Starting at the line that contains "TARGET = man's fingers", write out the entries below word for word, through the last line of the entries.

= = =

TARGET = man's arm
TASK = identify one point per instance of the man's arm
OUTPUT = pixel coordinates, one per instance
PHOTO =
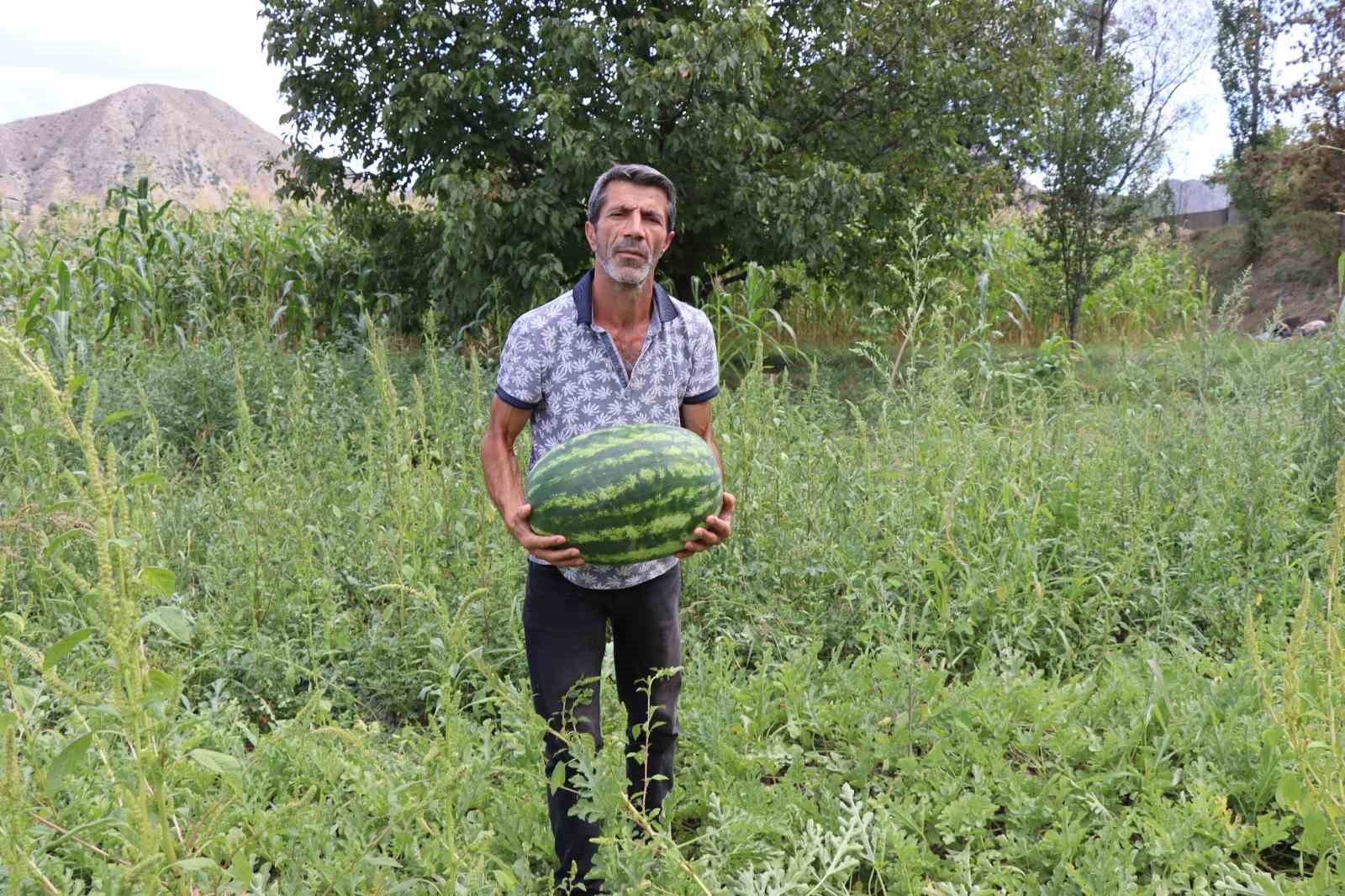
(719, 526)
(504, 485)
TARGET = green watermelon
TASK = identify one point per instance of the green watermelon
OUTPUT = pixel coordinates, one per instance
(625, 494)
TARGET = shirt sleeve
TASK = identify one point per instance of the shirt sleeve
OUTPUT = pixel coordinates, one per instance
(704, 382)
(520, 382)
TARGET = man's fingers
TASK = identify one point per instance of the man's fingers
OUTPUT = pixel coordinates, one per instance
(568, 557)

= = =

**RESPONSE TO THIS TASK:**
TARGET = man's fingers
TASK = identify one point per instance of the man's fingers
OUTPUT = pixel coordinates, one per instance
(568, 557)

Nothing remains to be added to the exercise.